▶ Aim of the task
Starting with the line containing "Each instance of the hillside" and going through the end of the items, copy out every line with 3 added to each number in the answers, both viewBox values and path coordinates, and leave everything else unchanged.

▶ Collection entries
━━━━
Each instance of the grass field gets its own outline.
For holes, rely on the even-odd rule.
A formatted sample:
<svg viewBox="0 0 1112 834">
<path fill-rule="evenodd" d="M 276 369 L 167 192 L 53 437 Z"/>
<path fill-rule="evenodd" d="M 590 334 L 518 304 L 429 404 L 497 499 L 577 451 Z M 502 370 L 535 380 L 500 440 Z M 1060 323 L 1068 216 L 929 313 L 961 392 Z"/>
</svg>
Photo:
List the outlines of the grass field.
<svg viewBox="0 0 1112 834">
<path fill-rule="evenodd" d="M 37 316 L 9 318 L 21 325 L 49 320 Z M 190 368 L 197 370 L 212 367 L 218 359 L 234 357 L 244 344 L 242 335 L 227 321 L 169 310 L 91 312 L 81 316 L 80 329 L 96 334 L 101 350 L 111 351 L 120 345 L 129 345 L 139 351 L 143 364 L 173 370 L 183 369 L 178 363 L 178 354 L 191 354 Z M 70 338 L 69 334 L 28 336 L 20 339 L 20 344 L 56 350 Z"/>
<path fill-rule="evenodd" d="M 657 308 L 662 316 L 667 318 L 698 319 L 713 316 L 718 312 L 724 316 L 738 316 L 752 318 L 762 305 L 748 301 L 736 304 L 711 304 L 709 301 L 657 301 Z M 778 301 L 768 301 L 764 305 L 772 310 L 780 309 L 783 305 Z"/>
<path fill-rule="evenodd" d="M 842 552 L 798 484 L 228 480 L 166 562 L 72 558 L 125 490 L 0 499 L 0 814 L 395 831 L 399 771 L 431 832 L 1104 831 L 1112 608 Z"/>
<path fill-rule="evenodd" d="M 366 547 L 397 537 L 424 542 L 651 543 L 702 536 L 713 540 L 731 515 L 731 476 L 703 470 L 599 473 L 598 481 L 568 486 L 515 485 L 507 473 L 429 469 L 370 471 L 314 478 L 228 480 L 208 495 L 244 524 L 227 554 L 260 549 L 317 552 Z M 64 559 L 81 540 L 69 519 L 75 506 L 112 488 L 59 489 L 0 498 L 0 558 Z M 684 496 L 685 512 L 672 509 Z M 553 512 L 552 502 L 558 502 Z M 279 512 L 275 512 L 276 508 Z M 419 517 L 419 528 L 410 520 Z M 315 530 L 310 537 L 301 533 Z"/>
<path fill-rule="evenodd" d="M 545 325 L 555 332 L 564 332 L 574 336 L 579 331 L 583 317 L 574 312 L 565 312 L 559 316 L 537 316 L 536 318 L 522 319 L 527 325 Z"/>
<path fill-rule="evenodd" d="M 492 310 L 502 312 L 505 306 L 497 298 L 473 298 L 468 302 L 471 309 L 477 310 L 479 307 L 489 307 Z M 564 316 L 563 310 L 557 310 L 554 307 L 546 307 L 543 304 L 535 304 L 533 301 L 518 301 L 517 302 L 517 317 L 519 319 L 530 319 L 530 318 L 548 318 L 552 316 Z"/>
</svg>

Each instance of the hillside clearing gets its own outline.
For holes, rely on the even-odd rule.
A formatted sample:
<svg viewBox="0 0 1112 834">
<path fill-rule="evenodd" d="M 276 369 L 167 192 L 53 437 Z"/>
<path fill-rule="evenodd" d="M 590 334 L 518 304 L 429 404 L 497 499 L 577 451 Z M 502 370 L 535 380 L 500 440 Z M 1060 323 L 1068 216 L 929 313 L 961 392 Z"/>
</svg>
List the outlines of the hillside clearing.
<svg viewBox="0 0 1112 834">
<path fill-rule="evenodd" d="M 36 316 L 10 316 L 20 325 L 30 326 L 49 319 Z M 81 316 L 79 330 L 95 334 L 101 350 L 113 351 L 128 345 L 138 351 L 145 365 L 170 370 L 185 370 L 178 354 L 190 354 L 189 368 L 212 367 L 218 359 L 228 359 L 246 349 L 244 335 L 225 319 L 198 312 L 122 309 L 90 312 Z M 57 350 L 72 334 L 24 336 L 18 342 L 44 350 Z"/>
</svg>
━━━━
▶ The answer
Each instance of the hillside clearing gets its own outline.
For holes, rely on the even-odd rule.
A formatted sample:
<svg viewBox="0 0 1112 834">
<path fill-rule="evenodd" d="M 276 369 L 167 192 L 53 437 Z"/>
<path fill-rule="evenodd" d="M 590 334 L 518 304 L 429 404 L 497 499 L 577 451 Z M 502 370 L 535 380 L 500 440 Z M 1060 323 L 1068 216 L 929 313 L 961 392 Z"/>
</svg>
List the outlines of the hillside clearing.
<svg viewBox="3 3 1115 837">
<path fill-rule="evenodd" d="M 39 319 L 13 319 L 23 328 L 33 329 L 52 322 Z M 84 319 L 82 333 L 98 337 L 104 353 L 116 354 L 131 348 L 141 354 L 148 368 L 173 373 L 188 373 L 181 357 L 193 357 L 192 371 L 215 370 L 221 362 L 231 362 L 249 352 L 247 338 L 228 322 L 201 315 L 125 312 L 93 315 Z M 60 353 L 75 337 L 27 339 L 21 345 L 47 353 Z"/>
</svg>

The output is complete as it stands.